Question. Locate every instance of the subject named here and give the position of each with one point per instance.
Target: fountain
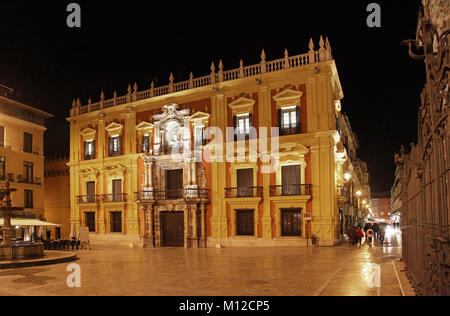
(8, 249)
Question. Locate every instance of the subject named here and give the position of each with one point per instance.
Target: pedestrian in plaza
(376, 229)
(382, 233)
(359, 235)
(367, 226)
(351, 236)
(369, 236)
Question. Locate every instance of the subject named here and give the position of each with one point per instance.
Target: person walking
(382, 233)
(359, 235)
(369, 236)
(376, 229)
(351, 236)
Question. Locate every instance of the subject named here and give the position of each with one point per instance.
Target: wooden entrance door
(291, 222)
(172, 229)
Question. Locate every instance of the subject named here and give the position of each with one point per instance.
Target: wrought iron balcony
(290, 129)
(162, 195)
(291, 190)
(243, 192)
(115, 197)
(88, 199)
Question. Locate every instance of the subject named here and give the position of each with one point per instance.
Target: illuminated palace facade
(246, 157)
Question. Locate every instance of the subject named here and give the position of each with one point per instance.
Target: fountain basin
(22, 251)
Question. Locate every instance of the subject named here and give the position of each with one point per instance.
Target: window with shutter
(89, 150)
(115, 146)
(289, 120)
(90, 192)
(116, 222)
(2, 136)
(242, 126)
(117, 190)
(245, 223)
(90, 221)
(244, 182)
(291, 180)
(2, 168)
(27, 142)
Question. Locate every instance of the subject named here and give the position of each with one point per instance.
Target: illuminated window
(115, 146)
(2, 136)
(89, 150)
(289, 118)
(242, 126)
(146, 143)
(2, 168)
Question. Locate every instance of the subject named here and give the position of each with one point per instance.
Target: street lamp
(347, 176)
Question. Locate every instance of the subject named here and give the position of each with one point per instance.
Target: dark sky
(121, 42)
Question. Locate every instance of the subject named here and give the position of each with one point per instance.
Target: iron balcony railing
(291, 190)
(88, 199)
(115, 197)
(162, 195)
(290, 129)
(243, 192)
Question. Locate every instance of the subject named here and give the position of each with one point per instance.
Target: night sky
(122, 42)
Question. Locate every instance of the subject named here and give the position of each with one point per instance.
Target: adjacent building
(22, 130)
(251, 156)
(423, 171)
(57, 194)
(381, 206)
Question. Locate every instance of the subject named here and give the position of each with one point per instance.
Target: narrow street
(315, 271)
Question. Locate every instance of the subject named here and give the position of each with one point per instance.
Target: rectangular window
(89, 150)
(27, 172)
(242, 126)
(117, 190)
(146, 143)
(27, 142)
(291, 222)
(200, 137)
(90, 192)
(116, 222)
(291, 180)
(245, 223)
(174, 184)
(2, 136)
(289, 118)
(28, 199)
(115, 148)
(90, 221)
(2, 168)
(244, 182)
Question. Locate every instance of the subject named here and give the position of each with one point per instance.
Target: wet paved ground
(342, 271)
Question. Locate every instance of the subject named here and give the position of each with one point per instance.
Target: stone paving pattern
(312, 271)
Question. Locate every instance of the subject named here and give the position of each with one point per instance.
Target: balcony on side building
(115, 197)
(163, 195)
(88, 199)
(291, 190)
(244, 192)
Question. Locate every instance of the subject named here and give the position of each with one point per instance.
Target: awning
(29, 222)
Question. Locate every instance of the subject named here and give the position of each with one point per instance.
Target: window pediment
(288, 97)
(242, 105)
(88, 134)
(200, 118)
(114, 129)
(292, 148)
(144, 128)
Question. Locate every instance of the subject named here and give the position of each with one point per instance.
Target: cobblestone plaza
(313, 271)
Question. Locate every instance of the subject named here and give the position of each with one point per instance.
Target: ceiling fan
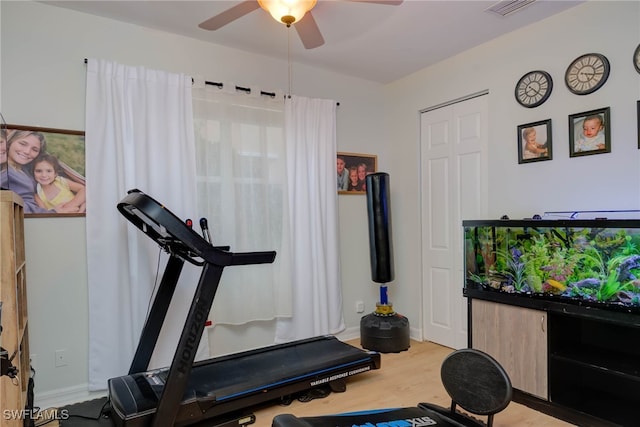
(288, 12)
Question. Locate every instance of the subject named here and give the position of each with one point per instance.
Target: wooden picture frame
(584, 144)
(64, 157)
(361, 165)
(539, 147)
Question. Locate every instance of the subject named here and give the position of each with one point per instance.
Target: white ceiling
(381, 43)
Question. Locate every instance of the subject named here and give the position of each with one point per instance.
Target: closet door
(453, 145)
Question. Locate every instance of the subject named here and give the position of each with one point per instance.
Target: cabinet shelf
(13, 294)
(596, 358)
(591, 356)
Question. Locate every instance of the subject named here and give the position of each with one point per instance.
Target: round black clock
(533, 88)
(587, 73)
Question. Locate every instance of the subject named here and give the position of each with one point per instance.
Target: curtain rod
(238, 88)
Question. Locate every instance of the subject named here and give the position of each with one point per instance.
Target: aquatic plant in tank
(595, 262)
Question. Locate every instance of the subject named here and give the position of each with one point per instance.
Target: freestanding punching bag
(384, 330)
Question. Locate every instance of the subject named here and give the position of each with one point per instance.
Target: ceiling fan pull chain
(289, 58)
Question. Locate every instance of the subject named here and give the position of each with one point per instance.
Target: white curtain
(139, 133)
(242, 191)
(310, 135)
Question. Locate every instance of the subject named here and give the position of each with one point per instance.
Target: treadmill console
(177, 238)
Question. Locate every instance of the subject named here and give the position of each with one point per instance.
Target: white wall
(43, 84)
(43, 81)
(604, 181)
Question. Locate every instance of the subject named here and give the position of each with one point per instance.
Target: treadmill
(219, 391)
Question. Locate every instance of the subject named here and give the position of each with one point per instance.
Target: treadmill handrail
(172, 234)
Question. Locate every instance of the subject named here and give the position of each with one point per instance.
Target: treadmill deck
(238, 381)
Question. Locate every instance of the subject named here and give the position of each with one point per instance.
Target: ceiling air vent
(508, 7)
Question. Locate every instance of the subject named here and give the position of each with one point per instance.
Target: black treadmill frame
(184, 244)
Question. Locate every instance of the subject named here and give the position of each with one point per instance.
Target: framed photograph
(590, 132)
(352, 169)
(46, 167)
(534, 142)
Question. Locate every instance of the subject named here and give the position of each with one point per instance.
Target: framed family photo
(590, 132)
(352, 169)
(534, 142)
(46, 167)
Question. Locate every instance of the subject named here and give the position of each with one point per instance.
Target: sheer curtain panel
(139, 132)
(310, 134)
(242, 191)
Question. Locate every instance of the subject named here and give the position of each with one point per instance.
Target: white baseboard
(80, 393)
(66, 396)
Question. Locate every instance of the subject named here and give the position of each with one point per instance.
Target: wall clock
(534, 88)
(587, 73)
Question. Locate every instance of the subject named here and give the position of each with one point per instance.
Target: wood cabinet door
(517, 338)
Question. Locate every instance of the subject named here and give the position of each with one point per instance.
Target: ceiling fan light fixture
(287, 11)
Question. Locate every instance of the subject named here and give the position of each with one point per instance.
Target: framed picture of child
(352, 169)
(46, 167)
(534, 142)
(590, 132)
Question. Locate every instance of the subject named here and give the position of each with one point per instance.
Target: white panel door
(453, 145)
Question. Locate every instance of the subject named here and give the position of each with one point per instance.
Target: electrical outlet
(61, 358)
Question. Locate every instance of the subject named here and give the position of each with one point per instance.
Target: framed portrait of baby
(46, 168)
(590, 132)
(352, 169)
(534, 142)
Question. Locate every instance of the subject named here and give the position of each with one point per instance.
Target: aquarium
(588, 262)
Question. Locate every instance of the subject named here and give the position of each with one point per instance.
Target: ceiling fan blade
(309, 32)
(229, 15)
(389, 2)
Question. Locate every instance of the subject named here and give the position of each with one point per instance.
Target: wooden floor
(405, 379)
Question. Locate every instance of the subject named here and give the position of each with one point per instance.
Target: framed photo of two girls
(46, 168)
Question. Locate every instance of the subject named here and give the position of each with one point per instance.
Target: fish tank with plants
(593, 262)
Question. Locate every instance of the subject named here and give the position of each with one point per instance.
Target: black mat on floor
(86, 414)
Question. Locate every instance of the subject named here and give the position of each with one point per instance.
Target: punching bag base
(384, 333)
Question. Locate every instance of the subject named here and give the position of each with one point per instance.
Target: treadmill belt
++++
◆ Work required: Copy all the data exactly as written, but skip any picture.

◆ Expected output:
Question. Locate every instance of the subject named here and give the position of each with one point per instance.
Target: fountain
(8, 249)
Question. Locate every instance of the subject named here and give the position of each with one point per instance.
Target: pedestrian in plaza
(376, 229)
(382, 233)
(359, 235)
(367, 226)
(351, 236)
(369, 236)
Question. Locate every instance of the subject named here and give the position of each with one point per instance.
Target: person walking
(382, 233)
(359, 235)
(369, 236)
(376, 229)
(351, 236)
Question. Locate every instance of the subject named here and give the position of each with one point per instance.
Target: wooden entrance door
(291, 222)
(172, 229)
Question. Locate every instance of the subject named here and give the position of each with one point per instance.
Target: wrought iron balcony
(290, 129)
(162, 195)
(291, 190)
(243, 192)
(115, 197)
(88, 199)
Question. Locate every instance of the subject named here and give the position of each with one point per instance.
Target: illuminated palace facade
(246, 157)
Question. Locate every instance of the subject named here and give the position of each with one point per instance.
Target: fountain basin
(22, 251)
Question. Locate every instance of the subject named here and give the position of each with one point per instance.
Target: window with shutter
(89, 150)
(115, 146)
(289, 120)
(90, 192)
(116, 222)
(2, 136)
(242, 126)
(117, 190)
(245, 223)
(90, 221)
(244, 182)
(291, 180)
(2, 168)
(27, 142)
Question. Locate every instance of the subject named here and give the position of each with one point per instance.
Target: illuminated window
(115, 146)
(2, 136)
(89, 150)
(289, 118)
(242, 126)
(146, 143)
(2, 168)
Question. Locate every instance of the subject named here and give the position of each with one point per instance.
Target: street lamp
(347, 176)
Question. Locate every instance of the subject named here and give the position of each with one point per instance.
Target: dark sky
(121, 42)
Question. Locate every instance of the subject named here and give the position of each with one point per instance.
Target: iron balcony railing
(291, 190)
(88, 199)
(115, 197)
(162, 195)
(290, 129)
(243, 192)
Question. Locate every instance of the subject named here and give the position of each with one point per instance.
Target: night sky
(122, 42)
Question. Locate every instance of the subject named here and give the position of each with one point per instance.
Target: adjacent building
(22, 130)
(251, 156)
(423, 171)
(57, 194)
(381, 206)
Question. Locate every instance of the subject named here and give the position of each with one point per instance.
Target: narrow street
(315, 271)
Question. Locate every instance of the subject named here and give the position of each with one point per instance.
Target: rectangular window
(89, 150)
(27, 172)
(242, 126)
(117, 190)
(146, 143)
(27, 142)
(291, 222)
(200, 137)
(90, 192)
(116, 222)
(291, 180)
(245, 223)
(174, 184)
(2, 136)
(289, 118)
(28, 199)
(115, 148)
(90, 221)
(2, 168)
(244, 182)
Question. Locate every instance of the subject named here and give the position of each with one point per instance.
Target: wet paved ground
(342, 271)
Question. Locate every instance of the subject named here and give the position of each with one point per instance.
Target: stone paving pattern
(312, 271)
Question. Locate every instance of the subject named here and give the position of each with one point per instance.
Target: balcony on side building
(115, 197)
(163, 195)
(88, 199)
(291, 190)
(244, 192)
Question. Locate every instance of the subject named here and give the position of each with one point per instance.
Target: awning
(29, 222)
Question. Locate every instance of the subject named here and give the position of each with one point per instance.
Target: window pediment
(288, 97)
(242, 105)
(88, 134)
(200, 118)
(114, 129)
(292, 148)
(144, 128)
Question. Locate every instance of the subject named here and give the position of each with one point per instance.
Target: cobblestone plaza
(313, 271)
Question. Locate every instance of the subject named here and give the position of each with one point per instance.
Target: ceiling fan
(288, 12)
Question. Locate every instance of the subject named here and give the position of each with one point per instance.
Target: wooden picture frame
(584, 144)
(64, 157)
(361, 165)
(539, 147)
Question. Locate every instance of the subject named here and give the position of each with one point per instance.
Target: white ceiling
(381, 43)
Question. Locate every instance of the subject named here and give the position of each with one point per instance.
Target: closet door
(453, 145)
Question. Locate every instance of the subject named here and give the position of each with one point per instance.
Target: cabinet shelf
(13, 294)
(596, 358)
(591, 356)
Question. Locate every instance of the subject named here and give the position of each with one point per instance.
Target: round black clock
(533, 88)
(587, 73)
Question. Locate every instance of the subject named here and give the position of each with one point per instance.
Target: curtain rod
(238, 88)
Question. Locate every instance of the subject named here and give the position of each with one point per instance.
Target: aquatic plant in tank
(595, 262)
Question. Locate every instance of the subject named here and give the position of each with one point per instance.
Target: freestanding punching bag
(384, 330)
Question. Locate every instance of the subject named here and give the position of each with one point per instance.
Target: ceiling fan pull chain
(289, 58)
Question. Locate every instance of the subject named here and give the position of each with one point per instance.
Target: white curtain
(139, 133)
(242, 191)
(310, 135)
Question. Locate every instance of the subject named here and give the position of each with one point per instance.
Target: treadmill console
(177, 238)
Question. Locate every instance of the subject named here and give the position of each with one point per instance.
Target: white wall
(43, 84)
(43, 81)
(604, 181)
Question. Locate every instance of the subject named here and give the position of each with one point per instance.
Target: treadmill
(219, 391)
Question. Locate every instance of the subject named here and give the position of each with one point per instance.
Target: treadmill handrail
(172, 234)
Question. Locate every instance of the subject named here and give the position of each with one point per instance.
Target: treadmill deck
(238, 381)
Question. Locate every instance of the subject named here and give the position of each with one point per instance.
Target: ceiling air vent
(508, 7)
Question. Locate every instance of the subject named here and give the position of each with one point per instance.
Target: black treadmill frame
(184, 244)
Question. Locate every instance of the subject named here and give the position of each with one point per instance.
Target: framed photograph
(590, 132)
(352, 169)
(46, 167)
(534, 142)
Question. Locate every instance of the subject named here and give the position of each with one point per instance.
Target: framed family photo
(590, 132)
(352, 169)
(534, 142)
(46, 167)
Question. Locate every instance of the subject named here and give the position of each with one point per instance.
Target: sheer curtain panel
(139, 132)
(310, 134)
(242, 191)
Question. Locate every instance of the subject named here and give the position of each with one point per instance.
Target: white baseboard
(80, 393)
(66, 396)
Question. Locate every instance of the subject named here and give the position of each with one point per instance.
Target: wall clock
(534, 88)
(587, 73)
Question. Locate every instance of the subject named here and give the position of each with one point per instance.
Target: wood cabinet door
(517, 338)
Question. Locate every instance of the subject named here and give the position of each with one point per instance.
Target: ceiling fan light fixture
(287, 11)
Question. Locate every instance of the subject named here and give the position of each with one point per instance.
Target: framed picture of child
(352, 169)
(46, 167)
(534, 142)
(590, 132)
Question. Locate every instance of the subject named here and give the position of each with one point per instance.
Target: white panel door
(453, 145)
Question. Locate every instance of the subject named here and give the position of each with one point per instance.
Target: electrical outlet
(61, 358)
Question. Locate every instance of the subject named here and give the position of each with one point per instance.
Target: framed portrait of baby
(46, 168)
(590, 132)
(352, 169)
(534, 142)
Question. Locate every instance of the subject named here and give the position of each with one point per instance.
Target: aquarium
(588, 262)
Question. Locate every instance of the subject named here and give the position of each with one point per instance.
Target: ceiling fan blade
(309, 32)
(229, 15)
(389, 2)
Question. Locate every instance of the subject named here and give the position of each with one point per instance.
Target: wooden floor
(405, 379)
Question. Locate every instance of the subject named here and give the position of each with one point per instance.
Target: framed photo of two girls
(46, 168)
Question. Locate every instance of the subject named here and give the position of each with one point per instance.
Target: fish tank with plants
(593, 262)
Question. Locate every instance of the subject named here and give the position of each with one point per instance.
Target: black mat on floor
(86, 414)
Question. Locate every instance of the subject named here and give the position of each with one point per instance.
Target: punching bag base
(384, 333)
Question. Locate every instance of the subject named here and give the position of each with one point per instance.
Target: treadmill belt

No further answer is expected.